Issue de la période révolutionnaire française*, cette
opposition historique d’une droite « conservatrice », dans le
consensus avec le pouvoir, opposée à une gauche « réformatrice »,
plutôt contestataire, a, depuis, très largement servi à structurer la pratique
démocratique en occident. On assiste cependant depuis plusieurs années à une forme
d’inversion, à mon sens très idéologique, du rapport aux questions du
« changement » et de la « contestation » dans les opinions
politiques, sur la base d’un nivellement progressif du fait politique par la
montée en puissance de l’Economie.
Avec l’émergence d’une prééminence de l’Economie sur la
Politique au sein des gouvernements modernes, nous assistons à un
amoindrissement de l’opposition entre politique de droite et politique de
gauche (sauf peut-être sur les extrêmes, mais nous n’en parlerons pas ici).
L’économie est passée, dans les deux camps, au centre du discours et de
l’action, et remplace progressivement l’idéal de l’intérêt général
(« quelque chose de plus ambitieux que la somme des intérêts
individuels »), sensé être l’apanage d’un gouvernement élu, par une forme
dévoyée d’intérêt commun (conciliation des intérêts particuliers). Celui-ci ne
concernant qu’une fraction de plus en plus ténue de la population (particuliers
et grands groupes) qui concentre l’essentiel des richesses. Les principaux
représentants des deux bords politiques (en France l’UMP et le PS), étant, en
essence, issus des mêmes écoles de pensées économiques (ils sont
majoritairement formés aux mêmes endroits : L’ENA…), nous sommes depuis
pas mal d’années déjà confrontés à l’avènement de la pensée unique
néo-libérale.
--- --- ---
→ CONSIGNES:
**a.** Pourriez-vous condenser sous forme de liste à puces le paragraphe de l'extrait qui commence par « Avec l'émergence d'une prééminence », en gardant ses faits principaux ?
**b.** Quels sont tous les mots ou passages que l'extrait place entre guillemets français ?
Ce matériel provient d'une source distincte de l'extrait.

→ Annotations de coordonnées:
--- --- ---
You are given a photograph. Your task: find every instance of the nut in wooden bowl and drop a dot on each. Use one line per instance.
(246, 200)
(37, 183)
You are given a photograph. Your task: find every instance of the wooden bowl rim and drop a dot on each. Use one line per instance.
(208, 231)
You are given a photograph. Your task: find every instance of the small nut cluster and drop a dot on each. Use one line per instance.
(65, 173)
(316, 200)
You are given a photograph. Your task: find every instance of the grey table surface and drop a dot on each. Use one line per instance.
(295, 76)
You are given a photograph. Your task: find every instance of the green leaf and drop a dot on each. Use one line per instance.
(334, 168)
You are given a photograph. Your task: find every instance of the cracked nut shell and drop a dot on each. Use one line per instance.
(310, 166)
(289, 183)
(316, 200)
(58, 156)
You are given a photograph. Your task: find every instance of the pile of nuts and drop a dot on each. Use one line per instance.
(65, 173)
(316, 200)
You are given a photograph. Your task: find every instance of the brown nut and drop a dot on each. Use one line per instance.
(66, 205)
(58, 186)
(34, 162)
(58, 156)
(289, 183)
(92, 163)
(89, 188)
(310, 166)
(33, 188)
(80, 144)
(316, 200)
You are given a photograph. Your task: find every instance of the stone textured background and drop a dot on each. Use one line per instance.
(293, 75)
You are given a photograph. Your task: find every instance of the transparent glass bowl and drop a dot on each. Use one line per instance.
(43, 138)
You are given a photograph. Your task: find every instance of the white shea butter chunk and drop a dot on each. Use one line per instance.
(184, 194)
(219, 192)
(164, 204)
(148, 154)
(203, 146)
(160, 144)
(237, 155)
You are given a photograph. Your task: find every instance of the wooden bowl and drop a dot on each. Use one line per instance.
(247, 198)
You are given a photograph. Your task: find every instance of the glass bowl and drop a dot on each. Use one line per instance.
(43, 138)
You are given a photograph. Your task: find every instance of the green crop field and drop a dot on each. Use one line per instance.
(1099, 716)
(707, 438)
--- --- ---
→ RÉPONSES:
**a.**
- Dans les gouvernements modernes, l'Économie prend le pas sur la Politique, ce qui atténue l'opposition entre droite et gauche (sauf peut-être aux extrêmes).
- Dans les deux camps, l'économie occupe le centre du discours et de l'action.
- Elle remplace peu à peu l'idéal de l'intérêt général par une forme dévoyée d'intérêt commun, la conciliation des intérêts particuliers.
- Cet intérêt commun ne concerne qu'une fraction de plus en plus mince de la population, qui concentre l'essentiel des richesses.
- Les principaux partis des deux bords (en France, l'UMP et le PS) sont issus des mêmes écoles de pensée économique et formés aux mêmes endroits, comme l'ENA.
- Il en résulte, depuis de nombreuses années, l'avènement de la pensée unique néo-libérale.

**b.**
- « conservatrice »
- « réformatrice »
- « changement »
- « contestation »
- « quelque chose de plus ambitieux que la somme des intérêts individuels »